TASK DETAILS — Rewrite the data, from its first line through the line containing "64 L 33 106", as a Markdown table with the columns No. and Text. Number each row and leave out any blank lines.

INPUT MATERIAL —
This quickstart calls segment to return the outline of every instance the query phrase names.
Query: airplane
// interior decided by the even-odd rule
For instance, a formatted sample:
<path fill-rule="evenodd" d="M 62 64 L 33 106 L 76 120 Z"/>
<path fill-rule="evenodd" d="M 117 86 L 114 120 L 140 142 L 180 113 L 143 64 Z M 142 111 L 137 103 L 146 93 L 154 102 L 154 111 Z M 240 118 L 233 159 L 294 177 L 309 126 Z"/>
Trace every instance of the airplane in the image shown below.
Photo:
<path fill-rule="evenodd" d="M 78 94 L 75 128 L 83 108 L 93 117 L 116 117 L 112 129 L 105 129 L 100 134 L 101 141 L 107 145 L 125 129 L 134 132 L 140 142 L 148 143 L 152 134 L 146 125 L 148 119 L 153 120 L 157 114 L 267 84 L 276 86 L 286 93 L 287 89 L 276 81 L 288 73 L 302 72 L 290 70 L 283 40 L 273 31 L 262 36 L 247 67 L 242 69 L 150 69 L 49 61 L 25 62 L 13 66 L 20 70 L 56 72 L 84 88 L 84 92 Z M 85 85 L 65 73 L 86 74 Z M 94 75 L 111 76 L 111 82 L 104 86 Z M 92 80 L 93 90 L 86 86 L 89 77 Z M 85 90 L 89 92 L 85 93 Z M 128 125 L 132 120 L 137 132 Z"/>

EXPECTED ANSWER —
| No. | Text |
|---|---|
| 1 | This quickstart calls segment to return the outline of every instance the query phrase names. |
| 2 | Query: airplane |
| 3 | // interior decided by the even-odd rule |
| 4 | For instance, a formatted sample: |
| 5 | <path fill-rule="evenodd" d="M 62 64 L 33 106 L 76 120 Z"/> |